Given records below:

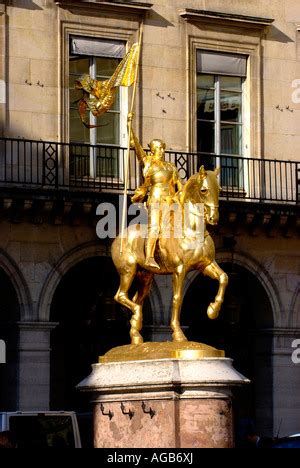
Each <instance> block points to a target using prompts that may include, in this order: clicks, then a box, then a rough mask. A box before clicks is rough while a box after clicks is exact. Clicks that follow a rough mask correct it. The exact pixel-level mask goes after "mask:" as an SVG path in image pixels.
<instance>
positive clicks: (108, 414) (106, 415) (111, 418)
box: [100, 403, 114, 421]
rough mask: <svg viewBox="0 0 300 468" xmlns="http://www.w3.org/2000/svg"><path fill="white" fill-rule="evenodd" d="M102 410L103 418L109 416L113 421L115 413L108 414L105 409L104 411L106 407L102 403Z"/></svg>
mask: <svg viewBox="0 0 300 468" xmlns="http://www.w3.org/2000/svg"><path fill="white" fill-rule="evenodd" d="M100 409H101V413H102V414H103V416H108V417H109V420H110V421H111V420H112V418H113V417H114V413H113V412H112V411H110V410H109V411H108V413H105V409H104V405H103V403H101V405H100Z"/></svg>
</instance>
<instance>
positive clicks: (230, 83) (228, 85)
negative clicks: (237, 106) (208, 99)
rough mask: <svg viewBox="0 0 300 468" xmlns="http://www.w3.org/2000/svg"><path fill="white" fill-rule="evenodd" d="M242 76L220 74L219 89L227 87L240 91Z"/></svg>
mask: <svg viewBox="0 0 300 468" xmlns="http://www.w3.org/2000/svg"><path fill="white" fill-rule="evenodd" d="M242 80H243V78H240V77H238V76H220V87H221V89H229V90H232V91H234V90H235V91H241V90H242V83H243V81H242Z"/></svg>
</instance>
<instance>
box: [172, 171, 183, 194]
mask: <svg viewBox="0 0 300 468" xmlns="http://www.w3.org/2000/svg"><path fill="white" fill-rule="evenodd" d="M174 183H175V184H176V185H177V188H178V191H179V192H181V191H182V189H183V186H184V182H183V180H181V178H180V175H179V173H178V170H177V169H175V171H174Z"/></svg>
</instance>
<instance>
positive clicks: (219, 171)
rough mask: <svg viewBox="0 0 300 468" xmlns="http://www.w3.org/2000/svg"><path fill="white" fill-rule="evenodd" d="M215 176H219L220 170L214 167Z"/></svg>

End of Given records.

= Work to be completed =
Your task is to transcribe exactly the lines from the one with "box: [172, 171, 183, 194]" through the end of the data, both included, and nothing besides.

= Problem solution =
box: [172, 171, 183, 194]
mask: <svg viewBox="0 0 300 468" xmlns="http://www.w3.org/2000/svg"><path fill="white" fill-rule="evenodd" d="M174 183H175V184H176V185H177V188H178V191H179V192H181V191H182V189H183V186H184V182H183V180H181V178H180V175H179V173H178V170H177V169H175V171H174Z"/></svg>
</instance>
<instance>
positive clicks: (219, 171)
rough mask: <svg viewBox="0 0 300 468" xmlns="http://www.w3.org/2000/svg"><path fill="white" fill-rule="evenodd" d="M215 176H219L220 170L214 167Z"/></svg>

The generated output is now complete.